**Goal of the exercise:** Find each line below that includes "stem", then copy it.
===== Records provided =====
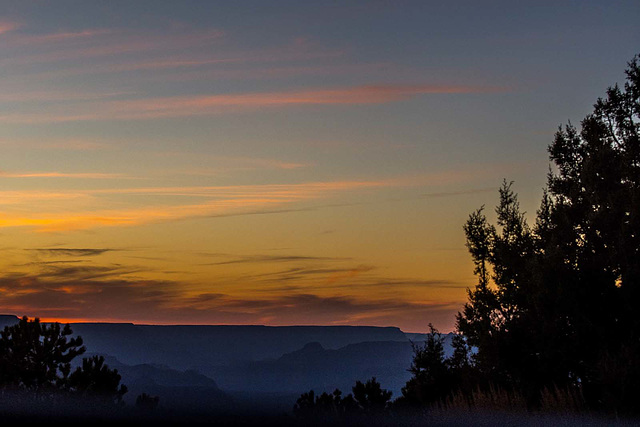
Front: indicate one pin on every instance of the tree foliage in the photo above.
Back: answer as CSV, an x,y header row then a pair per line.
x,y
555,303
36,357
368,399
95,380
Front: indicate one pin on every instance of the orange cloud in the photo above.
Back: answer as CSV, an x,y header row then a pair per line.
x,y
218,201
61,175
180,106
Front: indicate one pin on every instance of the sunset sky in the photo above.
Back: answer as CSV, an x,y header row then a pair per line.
=====
===== Records provided =====
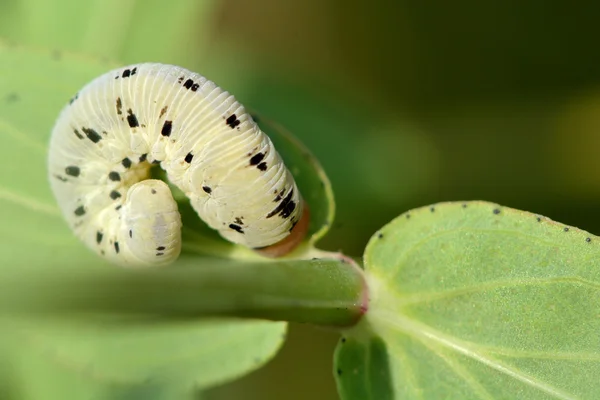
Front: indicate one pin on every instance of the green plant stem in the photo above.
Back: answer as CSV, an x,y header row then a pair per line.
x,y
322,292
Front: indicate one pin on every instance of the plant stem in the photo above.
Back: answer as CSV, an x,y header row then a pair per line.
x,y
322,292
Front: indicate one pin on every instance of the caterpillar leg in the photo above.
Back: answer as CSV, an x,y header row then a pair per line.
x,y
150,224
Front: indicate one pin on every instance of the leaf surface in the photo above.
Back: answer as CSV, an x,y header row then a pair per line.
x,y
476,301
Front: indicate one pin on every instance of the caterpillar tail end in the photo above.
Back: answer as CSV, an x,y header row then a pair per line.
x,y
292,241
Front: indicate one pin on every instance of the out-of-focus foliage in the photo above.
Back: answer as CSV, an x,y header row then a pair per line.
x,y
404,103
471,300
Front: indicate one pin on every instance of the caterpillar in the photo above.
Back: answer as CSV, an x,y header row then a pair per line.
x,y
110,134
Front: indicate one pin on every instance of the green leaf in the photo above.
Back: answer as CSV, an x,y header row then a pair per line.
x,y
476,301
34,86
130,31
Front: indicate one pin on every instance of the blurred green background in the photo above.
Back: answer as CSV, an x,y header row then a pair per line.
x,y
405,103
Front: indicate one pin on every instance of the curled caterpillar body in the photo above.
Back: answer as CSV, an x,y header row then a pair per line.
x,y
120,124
=====
**Written answer:**
Front: indicate one pin on every instance of the green plant stem in the photo above.
Front: indicate one pin on every instance of the plant stem in the photo above.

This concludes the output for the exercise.